■ GIVEN TASK ■
Find every line in the records below that contains the string "track" and copy each of those lines.

■ THE DATA ■
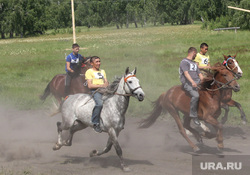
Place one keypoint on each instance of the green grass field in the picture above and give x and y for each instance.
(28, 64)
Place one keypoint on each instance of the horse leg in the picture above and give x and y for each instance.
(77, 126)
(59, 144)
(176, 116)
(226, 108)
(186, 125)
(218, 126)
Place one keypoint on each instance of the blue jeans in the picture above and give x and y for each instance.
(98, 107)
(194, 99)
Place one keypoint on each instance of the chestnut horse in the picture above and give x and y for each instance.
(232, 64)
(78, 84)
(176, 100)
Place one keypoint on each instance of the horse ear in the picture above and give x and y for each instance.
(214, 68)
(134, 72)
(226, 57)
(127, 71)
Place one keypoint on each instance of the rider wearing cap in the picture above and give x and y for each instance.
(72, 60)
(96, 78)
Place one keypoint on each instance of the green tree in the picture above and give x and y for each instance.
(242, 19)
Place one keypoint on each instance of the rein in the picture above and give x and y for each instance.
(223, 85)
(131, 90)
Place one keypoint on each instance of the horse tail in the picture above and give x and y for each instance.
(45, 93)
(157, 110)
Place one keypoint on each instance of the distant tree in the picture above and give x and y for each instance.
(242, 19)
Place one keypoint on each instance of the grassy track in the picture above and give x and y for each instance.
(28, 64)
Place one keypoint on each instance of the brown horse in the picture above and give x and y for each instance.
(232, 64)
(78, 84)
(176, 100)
---
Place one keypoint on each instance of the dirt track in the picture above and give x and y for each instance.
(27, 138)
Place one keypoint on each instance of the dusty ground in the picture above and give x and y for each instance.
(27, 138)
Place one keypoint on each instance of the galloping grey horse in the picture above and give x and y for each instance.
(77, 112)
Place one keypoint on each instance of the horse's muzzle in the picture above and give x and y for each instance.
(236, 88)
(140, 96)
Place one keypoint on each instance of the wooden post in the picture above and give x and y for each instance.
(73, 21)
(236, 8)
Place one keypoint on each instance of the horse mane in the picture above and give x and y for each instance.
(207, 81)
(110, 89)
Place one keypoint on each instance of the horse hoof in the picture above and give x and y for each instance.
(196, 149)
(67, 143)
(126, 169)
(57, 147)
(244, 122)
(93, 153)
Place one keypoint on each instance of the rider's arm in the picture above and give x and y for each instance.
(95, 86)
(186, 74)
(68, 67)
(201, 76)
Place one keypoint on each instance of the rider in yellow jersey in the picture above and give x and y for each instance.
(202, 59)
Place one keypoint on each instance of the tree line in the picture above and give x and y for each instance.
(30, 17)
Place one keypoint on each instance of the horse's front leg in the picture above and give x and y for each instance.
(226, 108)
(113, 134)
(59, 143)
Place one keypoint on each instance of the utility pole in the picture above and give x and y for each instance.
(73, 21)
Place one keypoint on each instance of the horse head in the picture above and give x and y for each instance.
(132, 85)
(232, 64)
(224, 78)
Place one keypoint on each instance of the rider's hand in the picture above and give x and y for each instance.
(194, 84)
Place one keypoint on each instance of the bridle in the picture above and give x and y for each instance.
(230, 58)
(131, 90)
---
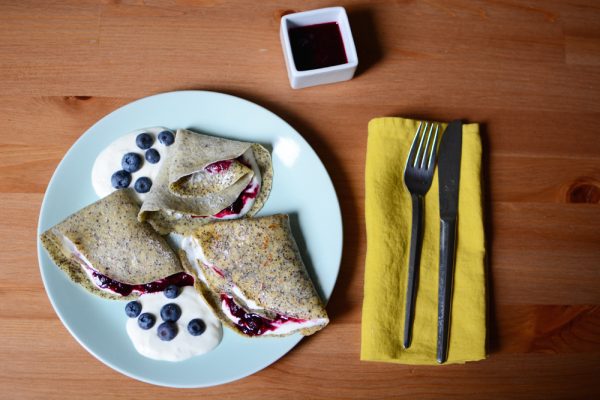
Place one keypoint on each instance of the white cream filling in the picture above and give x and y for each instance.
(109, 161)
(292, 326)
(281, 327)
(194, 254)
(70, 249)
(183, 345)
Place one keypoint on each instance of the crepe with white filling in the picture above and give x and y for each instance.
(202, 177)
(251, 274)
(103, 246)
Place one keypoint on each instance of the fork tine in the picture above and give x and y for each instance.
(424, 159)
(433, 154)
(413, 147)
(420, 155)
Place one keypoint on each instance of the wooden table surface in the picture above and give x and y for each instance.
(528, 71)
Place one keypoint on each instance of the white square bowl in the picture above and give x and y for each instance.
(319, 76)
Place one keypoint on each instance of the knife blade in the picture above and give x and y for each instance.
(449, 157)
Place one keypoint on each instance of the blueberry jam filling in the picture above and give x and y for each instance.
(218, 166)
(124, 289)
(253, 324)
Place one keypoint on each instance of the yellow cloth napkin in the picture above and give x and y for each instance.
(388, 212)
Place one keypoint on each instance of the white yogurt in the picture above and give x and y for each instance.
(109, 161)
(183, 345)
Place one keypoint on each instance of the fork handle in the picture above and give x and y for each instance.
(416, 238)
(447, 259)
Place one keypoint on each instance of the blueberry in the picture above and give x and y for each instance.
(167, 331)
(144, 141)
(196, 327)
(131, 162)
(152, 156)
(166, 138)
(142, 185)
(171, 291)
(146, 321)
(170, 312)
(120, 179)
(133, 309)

■ SOLUTION FOR THIS TASK ■
Place one keypoint on each instance of the grassy track in the picture above and give x and y for each instance.
Place one keypoint on each instance of the dirt track in the picture above and give x and y for each instance.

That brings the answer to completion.